[START Record excerpts]

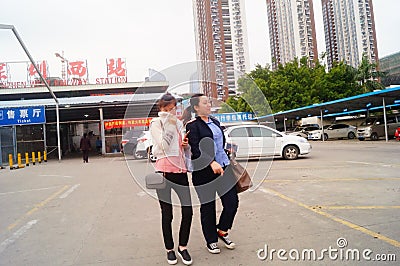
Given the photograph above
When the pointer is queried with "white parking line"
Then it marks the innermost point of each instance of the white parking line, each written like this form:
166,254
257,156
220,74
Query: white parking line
67,176
379,164
69,191
28,190
16,235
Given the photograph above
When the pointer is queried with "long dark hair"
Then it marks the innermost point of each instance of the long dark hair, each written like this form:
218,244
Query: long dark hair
187,113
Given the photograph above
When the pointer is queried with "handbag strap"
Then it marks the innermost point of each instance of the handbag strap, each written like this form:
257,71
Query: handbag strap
148,151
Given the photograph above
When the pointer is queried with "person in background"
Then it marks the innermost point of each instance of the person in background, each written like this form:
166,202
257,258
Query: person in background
211,174
168,147
85,147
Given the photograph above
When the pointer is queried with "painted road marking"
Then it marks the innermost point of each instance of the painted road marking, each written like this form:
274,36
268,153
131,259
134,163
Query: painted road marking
28,190
16,235
69,191
356,207
67,176
332,179
341,221
37,207
373,164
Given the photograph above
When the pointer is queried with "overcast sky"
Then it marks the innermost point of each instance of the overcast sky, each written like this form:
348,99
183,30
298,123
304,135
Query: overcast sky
149,34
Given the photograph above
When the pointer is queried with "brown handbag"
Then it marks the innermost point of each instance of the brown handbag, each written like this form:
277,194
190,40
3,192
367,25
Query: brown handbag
243,180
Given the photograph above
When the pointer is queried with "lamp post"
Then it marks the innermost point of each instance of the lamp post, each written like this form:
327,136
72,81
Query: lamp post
14,30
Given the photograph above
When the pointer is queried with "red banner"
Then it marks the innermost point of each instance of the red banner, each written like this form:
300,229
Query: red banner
121,123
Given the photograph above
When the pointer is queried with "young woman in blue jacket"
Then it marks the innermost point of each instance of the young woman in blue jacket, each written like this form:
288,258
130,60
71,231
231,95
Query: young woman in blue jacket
211,174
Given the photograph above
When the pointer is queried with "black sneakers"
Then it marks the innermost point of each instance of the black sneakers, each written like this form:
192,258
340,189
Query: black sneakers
171,258
185,257
213,248
225,238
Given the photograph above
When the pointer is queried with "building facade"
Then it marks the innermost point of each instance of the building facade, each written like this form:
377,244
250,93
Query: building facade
349,31
221,44
291,31
391,66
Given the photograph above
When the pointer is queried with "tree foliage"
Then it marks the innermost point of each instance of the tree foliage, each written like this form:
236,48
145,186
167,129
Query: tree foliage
297,84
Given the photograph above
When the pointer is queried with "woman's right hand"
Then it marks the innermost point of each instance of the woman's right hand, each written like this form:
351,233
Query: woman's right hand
217,168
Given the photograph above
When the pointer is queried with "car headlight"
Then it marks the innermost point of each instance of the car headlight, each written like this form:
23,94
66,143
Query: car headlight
303,140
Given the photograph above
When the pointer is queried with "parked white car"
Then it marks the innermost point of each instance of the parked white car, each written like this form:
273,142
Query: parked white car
335,131
144,146
302,131
262,141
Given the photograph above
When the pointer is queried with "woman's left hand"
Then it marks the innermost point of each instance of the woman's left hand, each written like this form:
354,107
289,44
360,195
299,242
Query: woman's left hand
185,142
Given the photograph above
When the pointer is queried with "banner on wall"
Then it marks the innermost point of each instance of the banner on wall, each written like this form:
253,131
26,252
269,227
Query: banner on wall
22,116
123,123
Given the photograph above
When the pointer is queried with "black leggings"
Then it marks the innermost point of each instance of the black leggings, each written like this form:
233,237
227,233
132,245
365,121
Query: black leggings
179,182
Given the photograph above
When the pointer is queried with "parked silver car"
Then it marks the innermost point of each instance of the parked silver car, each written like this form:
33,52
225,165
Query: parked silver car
374,127
262,141
335,131
302,131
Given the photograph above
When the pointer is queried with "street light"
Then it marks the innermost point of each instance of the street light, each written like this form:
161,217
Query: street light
14,30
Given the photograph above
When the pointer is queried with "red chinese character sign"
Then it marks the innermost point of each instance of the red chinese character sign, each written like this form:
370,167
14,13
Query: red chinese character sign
116,70
123,123
77,70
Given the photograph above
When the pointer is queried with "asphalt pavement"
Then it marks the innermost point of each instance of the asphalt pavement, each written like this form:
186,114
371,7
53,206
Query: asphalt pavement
338,205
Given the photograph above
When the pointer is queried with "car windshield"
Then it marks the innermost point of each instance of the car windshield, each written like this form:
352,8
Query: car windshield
368,122
298,129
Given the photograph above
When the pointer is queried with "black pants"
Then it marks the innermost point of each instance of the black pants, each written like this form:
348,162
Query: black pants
207,184
85,154
178,182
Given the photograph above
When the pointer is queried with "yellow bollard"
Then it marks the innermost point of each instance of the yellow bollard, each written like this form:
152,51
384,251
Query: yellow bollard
20,165
10,162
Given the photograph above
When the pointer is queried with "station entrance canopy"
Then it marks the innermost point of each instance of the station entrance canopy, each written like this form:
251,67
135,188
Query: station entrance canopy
372,101
75,109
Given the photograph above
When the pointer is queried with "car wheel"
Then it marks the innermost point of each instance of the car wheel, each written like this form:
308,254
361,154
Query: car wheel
151,156
351,135
138,155
290,152
374,136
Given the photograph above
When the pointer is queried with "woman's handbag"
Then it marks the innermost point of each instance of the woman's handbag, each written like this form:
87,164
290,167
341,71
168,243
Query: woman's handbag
243,180
155,181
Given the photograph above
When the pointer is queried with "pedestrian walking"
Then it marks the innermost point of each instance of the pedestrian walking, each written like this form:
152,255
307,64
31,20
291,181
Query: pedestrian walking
168,147
211,174
85,147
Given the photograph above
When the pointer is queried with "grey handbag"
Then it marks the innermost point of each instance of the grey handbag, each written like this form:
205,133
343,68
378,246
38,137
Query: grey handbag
155,181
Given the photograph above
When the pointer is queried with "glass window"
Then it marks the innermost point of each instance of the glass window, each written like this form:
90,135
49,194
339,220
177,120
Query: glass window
261,132
239,132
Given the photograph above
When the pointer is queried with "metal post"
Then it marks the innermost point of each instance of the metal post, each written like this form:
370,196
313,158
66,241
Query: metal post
284,124
102,132
322,126
384,118
11,27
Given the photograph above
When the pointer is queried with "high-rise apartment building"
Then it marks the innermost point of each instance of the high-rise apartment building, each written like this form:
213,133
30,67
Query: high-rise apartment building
221,38
349,31
291,30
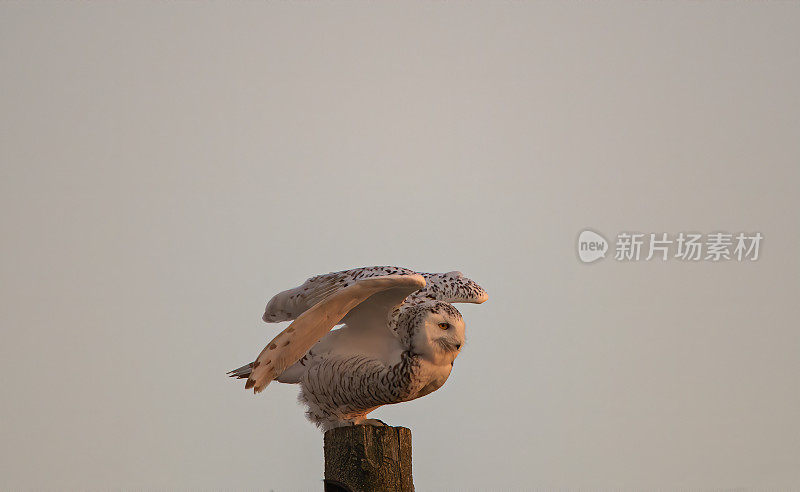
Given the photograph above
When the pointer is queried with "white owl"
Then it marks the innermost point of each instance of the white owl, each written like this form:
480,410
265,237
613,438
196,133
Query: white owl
399,340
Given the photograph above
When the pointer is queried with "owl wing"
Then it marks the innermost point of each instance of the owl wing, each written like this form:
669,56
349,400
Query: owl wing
384,294
448,287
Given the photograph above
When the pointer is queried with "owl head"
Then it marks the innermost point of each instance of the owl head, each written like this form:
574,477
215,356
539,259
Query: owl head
435,331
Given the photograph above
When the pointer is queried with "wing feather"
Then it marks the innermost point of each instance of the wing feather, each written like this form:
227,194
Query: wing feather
448,287
293,343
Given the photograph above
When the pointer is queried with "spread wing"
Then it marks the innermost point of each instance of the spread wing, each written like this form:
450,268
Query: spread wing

[END Record excerpts]

## Problem to solve
Which lines in the records above contain the word "silver"? Gather every one of them and copy each line in full.

## Solution to this task
When the pointer is queried with "parked silver car"
Then it marks the innermost point of each instance of the parked silver car, each written like this form:
Query: parked silver car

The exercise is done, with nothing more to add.